> Task brief
Put the items from their first line up to and including the line containing "[[26,181],[26,165],[19,165],[18,181]]" into a Markdown table with the columns Row and Line, leaving out any blank lines.

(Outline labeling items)

● ● ● ● ● ● ●

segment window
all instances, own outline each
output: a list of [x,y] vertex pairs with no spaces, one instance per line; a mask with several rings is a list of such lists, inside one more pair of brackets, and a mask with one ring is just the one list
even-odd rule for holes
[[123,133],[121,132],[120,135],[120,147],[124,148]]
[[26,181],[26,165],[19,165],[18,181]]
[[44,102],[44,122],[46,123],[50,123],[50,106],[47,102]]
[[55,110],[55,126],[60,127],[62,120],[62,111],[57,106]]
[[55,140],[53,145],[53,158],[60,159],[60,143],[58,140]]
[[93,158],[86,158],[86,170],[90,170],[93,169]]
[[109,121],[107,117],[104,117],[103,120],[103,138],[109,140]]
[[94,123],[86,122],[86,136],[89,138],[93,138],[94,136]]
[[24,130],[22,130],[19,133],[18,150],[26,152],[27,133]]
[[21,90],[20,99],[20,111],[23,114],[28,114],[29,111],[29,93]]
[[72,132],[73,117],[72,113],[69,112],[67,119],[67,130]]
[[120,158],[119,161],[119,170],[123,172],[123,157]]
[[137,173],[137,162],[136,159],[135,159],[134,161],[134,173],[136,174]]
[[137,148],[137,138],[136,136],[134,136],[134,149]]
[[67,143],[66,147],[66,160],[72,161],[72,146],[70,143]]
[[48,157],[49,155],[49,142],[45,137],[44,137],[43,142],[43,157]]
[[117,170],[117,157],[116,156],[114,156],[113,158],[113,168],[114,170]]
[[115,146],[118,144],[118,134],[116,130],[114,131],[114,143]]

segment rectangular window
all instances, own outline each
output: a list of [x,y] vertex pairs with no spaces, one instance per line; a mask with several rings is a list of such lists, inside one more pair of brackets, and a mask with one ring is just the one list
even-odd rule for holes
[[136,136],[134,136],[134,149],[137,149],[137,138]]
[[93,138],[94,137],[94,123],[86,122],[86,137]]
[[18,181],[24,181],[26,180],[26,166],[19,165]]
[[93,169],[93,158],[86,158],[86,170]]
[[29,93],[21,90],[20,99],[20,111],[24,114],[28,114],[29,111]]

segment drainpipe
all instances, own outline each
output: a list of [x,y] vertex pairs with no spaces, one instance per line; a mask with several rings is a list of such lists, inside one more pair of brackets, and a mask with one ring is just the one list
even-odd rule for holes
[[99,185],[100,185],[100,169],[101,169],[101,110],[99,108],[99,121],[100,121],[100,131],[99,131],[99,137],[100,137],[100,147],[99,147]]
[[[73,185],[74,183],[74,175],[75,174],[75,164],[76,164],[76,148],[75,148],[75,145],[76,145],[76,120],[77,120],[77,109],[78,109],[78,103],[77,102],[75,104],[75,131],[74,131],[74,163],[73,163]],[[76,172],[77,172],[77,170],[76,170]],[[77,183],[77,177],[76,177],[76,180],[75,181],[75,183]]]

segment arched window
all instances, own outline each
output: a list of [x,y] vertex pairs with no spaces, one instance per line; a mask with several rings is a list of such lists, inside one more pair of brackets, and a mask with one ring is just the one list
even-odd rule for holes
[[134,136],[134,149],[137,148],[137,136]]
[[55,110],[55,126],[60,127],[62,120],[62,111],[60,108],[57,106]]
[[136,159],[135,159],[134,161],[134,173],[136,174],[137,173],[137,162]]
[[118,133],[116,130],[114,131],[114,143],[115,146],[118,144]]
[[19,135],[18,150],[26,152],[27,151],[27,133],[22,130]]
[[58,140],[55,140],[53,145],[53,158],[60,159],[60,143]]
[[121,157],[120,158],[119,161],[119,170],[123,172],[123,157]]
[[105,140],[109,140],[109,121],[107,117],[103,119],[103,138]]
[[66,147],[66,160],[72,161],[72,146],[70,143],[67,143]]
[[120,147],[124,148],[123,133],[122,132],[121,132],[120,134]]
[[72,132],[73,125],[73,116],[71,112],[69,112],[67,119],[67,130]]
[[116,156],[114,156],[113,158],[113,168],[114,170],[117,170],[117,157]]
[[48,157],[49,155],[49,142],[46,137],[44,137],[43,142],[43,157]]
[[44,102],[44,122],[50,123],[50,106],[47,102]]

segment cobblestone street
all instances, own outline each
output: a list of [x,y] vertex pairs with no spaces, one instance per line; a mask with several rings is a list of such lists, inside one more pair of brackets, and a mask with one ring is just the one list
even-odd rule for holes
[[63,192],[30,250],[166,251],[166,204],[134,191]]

● ● ● ● ● ● ●

> Written reply
| Row | Line |
|---|---|
| 1 | segment window |
| 2 | all instances, own outline each |
| 3 | output: a list of [x,y] vertex pairs with no spaces, one instance per line; a mask with several rings is a list of such lists, inside one more pair of brackets, and a mask with one ring is just the one list |
| 4 | even-odd rule for holes |
| 5 | [[123,133],[121,132],[120,135],[120,147],[124,148]] |
| 6 | [[26,181],[26,165],[19,165],[18,181]] |